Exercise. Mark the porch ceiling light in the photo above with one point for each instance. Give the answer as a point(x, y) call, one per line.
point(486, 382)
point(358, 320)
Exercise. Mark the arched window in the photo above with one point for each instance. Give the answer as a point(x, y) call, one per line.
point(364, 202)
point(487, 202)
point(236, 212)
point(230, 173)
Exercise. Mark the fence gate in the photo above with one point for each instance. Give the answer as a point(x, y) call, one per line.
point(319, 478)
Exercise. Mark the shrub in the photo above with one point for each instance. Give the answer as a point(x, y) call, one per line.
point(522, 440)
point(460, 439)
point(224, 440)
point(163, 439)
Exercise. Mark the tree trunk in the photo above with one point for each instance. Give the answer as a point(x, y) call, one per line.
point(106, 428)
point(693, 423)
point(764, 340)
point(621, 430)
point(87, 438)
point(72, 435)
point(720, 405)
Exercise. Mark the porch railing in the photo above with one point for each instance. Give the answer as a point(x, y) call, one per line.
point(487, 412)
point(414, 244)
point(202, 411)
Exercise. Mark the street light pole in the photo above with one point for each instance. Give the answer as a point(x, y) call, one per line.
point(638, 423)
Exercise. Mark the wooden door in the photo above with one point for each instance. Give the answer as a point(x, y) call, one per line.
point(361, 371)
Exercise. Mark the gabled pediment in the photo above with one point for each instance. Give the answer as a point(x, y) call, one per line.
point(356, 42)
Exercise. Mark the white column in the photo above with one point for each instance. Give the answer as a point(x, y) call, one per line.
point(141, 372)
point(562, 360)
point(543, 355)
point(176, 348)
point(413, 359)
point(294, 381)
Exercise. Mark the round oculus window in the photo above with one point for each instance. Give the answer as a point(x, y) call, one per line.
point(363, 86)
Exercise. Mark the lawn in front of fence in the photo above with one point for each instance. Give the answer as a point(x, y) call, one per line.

▶ [WHAT TO PRODUCE]
Copy out the data word for word, starting with the line that contains "Exercise. Mark the arched" and going on through the line that contains "point(230, 173)", both included.

▶ [WORKED ANSWER]
Exercise. Mark the arched window in the photo above with one point for each instance. Give the answer as a point(x, y) call, one per line.
point(364, 202)
point(487, 202)
point(236, 212)
point(230, 173)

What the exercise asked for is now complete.